Word for word, retype every entry in the listing.

>> BEGIN EXERCISE MATERIALS

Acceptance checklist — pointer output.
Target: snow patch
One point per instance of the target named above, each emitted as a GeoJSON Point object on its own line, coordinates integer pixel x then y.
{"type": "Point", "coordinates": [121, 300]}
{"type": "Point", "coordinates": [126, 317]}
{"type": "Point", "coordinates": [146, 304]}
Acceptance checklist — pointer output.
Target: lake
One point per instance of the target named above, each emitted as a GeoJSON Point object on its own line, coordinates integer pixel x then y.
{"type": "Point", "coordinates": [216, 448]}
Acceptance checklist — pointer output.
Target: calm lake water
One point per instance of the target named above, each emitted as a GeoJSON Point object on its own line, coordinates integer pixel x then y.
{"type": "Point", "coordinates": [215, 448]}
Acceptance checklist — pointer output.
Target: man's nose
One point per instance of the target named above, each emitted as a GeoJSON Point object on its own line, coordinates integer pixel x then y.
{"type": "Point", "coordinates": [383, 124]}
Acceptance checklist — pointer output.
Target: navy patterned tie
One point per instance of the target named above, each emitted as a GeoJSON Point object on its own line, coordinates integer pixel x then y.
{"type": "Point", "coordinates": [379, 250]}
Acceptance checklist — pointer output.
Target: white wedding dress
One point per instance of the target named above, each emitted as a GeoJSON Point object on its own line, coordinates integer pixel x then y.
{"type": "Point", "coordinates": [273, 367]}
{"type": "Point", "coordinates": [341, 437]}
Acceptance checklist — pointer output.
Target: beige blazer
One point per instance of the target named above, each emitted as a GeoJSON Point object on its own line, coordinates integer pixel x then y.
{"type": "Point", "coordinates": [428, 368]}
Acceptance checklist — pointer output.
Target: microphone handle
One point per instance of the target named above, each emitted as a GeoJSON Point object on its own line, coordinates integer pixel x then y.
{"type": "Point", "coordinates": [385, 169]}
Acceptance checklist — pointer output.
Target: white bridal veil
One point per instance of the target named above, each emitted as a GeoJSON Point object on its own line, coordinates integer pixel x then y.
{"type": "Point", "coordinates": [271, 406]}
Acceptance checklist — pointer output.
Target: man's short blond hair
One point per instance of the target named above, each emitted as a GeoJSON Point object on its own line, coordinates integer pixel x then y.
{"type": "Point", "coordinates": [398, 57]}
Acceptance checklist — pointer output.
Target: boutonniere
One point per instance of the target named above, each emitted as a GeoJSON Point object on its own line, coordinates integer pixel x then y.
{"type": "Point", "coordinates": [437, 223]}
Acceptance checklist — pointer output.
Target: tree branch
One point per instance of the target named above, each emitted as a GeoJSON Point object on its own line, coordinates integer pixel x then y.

>> END EXERCISE MATERIALS

### TASK RESPONSE
Acceptance checklist — pointer output.
Target: snow patch
One point per instance of the target named above, each emitted as a GeoJSON Point object on its own line, coordinates integer pixel x then y.
{"type": "Point", "coordinates": [121, 300]}
{"type": "Point", "coordinates": [126, 317]}
{"type": "Point", "coordinates": [146, 304]}
Acceptance checklist — pointer output.
Target: lake
One point per instance of the target named above, each emitted as a GeoJSON Point object on its own line, coordinates integer pixel x then y.
{"type": "Point", "coordinates": [216, 448]}
Acceptance checklist — pointer output.
Target: calm lake water
One point per instance of the target named above, each emitted as a GeoJSON Point object on its own line, coordinates integer pixel x then y.
{"type": "Point", "coordinates": [215, 448]}
Acceptance checklist — pointer output.
Target: man's nose
One point per instance of the target named above, each emitted as a GeoJSON Point object on its own line, coordinates integer pixel x then y.
{"type": "Point", "coordinates": [383, 124]}
Acceptance checklist — pointer output.
Target: navy patterned tie
One point per instance of the target named above, each emitted as a GeoJSON Point object on its own line, coordinates integer pixel x then y.
{"type": "Point", "coordinates": [379, 250]}
Acceptance checklist — pointer output.
Target: white wedding dress
One point per instance of the target named above, each emitted as a GeoJSON Point object on its own line, coordinates integer pixel x then y.
{"type": "Point", "coordinates": [273, 367]}
{"type": "Point", "coordinates": [341, 437]}
Acceptance checklist — pointer output.
Target: beige blazer
One point per instance of the target named above, each emitted as a GeoJSON Point object on its own line, coordinates integer pixel x then y.
{"type": "Point", "coordinates": [428, 368]}
Acceptance checklist — pointer output.
Target: microphone handle
One point per instance of the target named above, each emitted as a GeoJSON Point object on its own line, coordinates integer pixel x then y.
{"type": "Point", "coordinates": [385, 169]}
Acceptance checklist — pointer output.
Target: white bridal veil
One point per instance of the target named above, each emitted as a GeoJSON Point object on its own line, coordinates integer pixel x then y.
{"type": "Point", "coordinates": [271, 406]}
Acceptance checklist — pointer output.
Target: man's short blond hair
One point per instance of the target named above, each emitted as a GeoJSON Point object on its own line, coordinates integer pixel x then y.
{"type": "Point", "coordinates": [398, 57]}
Acceptance checklist — pointer output.
Target: boutonniere
One point per instance of the target named above, each emitted as a GeoJSON Point object on its own line, coordinates integer pixel x then y.
{"type": "Point", "coordinates": [437, 223]}
Acceptance checklist — pointer output.
Target: tree branch
One point per instance of the target named above, each emitted as a GeoJSON Point object on its own line, coordinates integer pixel x then y.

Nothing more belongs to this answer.